* Quoted passage
_ _ _ _
Mike Vaccaro

Mike Vaccaro

NBA

The heartbreak of Amar’e Stoudemire’s decline

NEW ORLEANS — There are still moments — a few possessions at a time, maybe even a few games at a time — when you can suspend your disbelief for a little while, you can watch Amar’e Stoudemire play basketball, and you can do so without the baggage he carries like a millstone around his neck.

There are still moments when Stoudemire evades his man on the low block when he can still elevate in an eyeblink, before the help can reach him. There are still moments when, thanks to that, a defender leaves him open for an extra half-step, and Stoudemire all but shrugs his shoulders and buries the 17-footer.

There are even moments, if things are timed just right, when he can rise in traffic for a rebound, when he can greet a penetrating guard with an outstretched shot-blocking arm, when he runs the floor without effort or worry or concern. And in those moments, it can still be a treat to watch.

But there are other moments …

Like the uncertainty that creeps into his game so often, clearly unsure if he can shake off a defender. Like the moment Tuesday night in Memphis when, after hitting a couple of jumpers he eschewed a third, tried to take it to the basket, and clumsily ran into the teeth of the Grizzlies defense, where about three different players could have take the charge.
_ _ _ _
* Extracted material

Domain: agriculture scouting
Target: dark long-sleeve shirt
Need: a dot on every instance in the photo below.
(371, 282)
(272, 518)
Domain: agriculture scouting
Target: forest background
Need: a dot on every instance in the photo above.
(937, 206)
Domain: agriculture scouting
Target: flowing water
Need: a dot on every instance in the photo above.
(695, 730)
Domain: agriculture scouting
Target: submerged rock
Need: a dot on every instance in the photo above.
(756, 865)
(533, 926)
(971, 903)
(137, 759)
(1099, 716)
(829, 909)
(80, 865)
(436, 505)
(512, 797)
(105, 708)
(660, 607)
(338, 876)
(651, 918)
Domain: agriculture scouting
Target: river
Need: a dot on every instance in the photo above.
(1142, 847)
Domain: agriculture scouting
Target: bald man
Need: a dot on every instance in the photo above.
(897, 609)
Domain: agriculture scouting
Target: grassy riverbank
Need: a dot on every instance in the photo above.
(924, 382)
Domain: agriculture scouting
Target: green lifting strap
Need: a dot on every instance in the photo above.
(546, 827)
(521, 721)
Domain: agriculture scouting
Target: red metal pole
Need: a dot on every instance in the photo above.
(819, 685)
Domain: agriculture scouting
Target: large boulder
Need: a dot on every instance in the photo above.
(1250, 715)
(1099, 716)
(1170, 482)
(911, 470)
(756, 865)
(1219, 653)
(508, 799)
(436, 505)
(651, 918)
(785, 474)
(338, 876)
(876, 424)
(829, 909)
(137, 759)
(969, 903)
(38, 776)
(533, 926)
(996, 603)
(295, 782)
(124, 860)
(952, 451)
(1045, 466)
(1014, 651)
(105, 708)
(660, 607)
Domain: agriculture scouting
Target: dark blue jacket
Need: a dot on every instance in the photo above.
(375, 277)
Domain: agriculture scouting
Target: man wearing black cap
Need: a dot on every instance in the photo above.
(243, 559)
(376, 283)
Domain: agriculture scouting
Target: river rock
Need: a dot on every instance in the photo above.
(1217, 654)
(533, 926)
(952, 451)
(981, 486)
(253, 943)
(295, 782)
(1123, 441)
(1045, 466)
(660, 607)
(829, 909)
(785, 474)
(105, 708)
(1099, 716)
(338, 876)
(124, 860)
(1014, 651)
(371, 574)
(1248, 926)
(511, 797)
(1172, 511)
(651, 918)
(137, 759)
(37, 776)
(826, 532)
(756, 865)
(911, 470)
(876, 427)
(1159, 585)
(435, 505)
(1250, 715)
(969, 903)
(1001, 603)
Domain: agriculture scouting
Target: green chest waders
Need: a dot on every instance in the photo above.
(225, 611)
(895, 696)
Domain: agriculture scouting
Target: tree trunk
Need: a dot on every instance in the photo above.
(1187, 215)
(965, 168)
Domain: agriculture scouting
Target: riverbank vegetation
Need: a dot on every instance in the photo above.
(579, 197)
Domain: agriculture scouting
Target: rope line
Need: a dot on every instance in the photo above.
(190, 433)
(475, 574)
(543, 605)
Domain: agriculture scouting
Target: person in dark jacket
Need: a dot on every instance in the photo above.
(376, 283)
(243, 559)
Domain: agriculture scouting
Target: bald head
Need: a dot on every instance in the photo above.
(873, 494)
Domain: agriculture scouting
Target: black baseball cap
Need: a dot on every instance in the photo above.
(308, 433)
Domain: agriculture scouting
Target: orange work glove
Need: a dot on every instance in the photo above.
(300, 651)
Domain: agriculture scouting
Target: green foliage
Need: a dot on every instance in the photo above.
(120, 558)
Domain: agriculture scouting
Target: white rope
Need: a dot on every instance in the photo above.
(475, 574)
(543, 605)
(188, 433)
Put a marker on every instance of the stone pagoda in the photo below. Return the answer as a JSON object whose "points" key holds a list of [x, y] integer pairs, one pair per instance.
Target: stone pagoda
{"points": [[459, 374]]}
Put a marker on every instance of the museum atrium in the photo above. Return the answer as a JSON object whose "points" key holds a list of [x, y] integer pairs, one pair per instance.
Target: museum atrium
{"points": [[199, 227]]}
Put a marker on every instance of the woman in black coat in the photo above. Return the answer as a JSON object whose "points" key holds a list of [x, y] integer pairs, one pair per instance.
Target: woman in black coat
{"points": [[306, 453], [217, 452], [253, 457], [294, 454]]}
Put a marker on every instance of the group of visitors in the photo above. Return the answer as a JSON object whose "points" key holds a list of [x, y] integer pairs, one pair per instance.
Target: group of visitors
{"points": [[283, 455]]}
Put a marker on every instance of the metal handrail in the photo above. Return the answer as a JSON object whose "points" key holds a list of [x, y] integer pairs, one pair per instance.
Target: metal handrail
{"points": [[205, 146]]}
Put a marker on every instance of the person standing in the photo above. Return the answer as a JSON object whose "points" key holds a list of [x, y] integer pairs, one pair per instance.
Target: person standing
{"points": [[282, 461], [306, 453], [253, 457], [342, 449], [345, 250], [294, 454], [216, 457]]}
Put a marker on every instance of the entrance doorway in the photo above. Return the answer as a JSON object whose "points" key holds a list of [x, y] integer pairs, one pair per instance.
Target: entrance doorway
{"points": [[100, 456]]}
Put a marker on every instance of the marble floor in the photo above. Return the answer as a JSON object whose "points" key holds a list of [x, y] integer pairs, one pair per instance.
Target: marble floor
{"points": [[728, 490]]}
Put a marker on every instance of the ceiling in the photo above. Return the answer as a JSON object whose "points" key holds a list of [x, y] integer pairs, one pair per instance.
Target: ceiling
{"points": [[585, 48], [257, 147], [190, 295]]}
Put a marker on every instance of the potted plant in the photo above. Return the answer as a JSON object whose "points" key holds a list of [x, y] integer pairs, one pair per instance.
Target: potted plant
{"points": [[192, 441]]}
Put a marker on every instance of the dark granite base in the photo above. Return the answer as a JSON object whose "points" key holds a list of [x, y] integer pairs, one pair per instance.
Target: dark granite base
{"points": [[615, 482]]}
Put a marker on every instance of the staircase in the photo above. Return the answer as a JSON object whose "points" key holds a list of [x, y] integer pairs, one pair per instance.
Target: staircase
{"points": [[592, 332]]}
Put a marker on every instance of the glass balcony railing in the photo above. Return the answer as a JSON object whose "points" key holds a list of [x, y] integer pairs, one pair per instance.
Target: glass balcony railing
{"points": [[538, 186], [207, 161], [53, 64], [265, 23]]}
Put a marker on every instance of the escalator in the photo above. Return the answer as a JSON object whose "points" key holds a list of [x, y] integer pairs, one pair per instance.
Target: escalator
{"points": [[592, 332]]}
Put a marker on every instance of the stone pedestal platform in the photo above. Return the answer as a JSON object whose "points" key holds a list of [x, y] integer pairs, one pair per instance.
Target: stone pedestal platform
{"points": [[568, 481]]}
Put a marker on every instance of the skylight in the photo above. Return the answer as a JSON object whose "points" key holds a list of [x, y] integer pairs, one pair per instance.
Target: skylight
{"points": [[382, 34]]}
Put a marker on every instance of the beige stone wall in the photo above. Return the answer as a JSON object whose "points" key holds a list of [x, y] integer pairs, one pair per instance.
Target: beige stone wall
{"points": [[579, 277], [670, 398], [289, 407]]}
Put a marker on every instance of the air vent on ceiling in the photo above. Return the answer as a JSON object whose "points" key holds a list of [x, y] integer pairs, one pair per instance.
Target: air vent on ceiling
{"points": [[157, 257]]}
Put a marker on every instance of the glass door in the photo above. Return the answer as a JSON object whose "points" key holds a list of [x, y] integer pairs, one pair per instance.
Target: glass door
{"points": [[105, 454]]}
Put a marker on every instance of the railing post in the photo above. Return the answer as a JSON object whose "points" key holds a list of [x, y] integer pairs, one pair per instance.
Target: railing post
_ _ _ _
Answer these about the column on Amar'e Stoudemire:
1. What city is given at the start of the column?
2. How long is the shot Stoudemire buries when a defender leaves him open?
3. On what night and in what city did he run into the Grizzlies defense?
The entries have nothing to do with what you're asked here.

* Response for this exercise
1. New Orleans
2. 17 feet
3. Tuesday night, in Memphis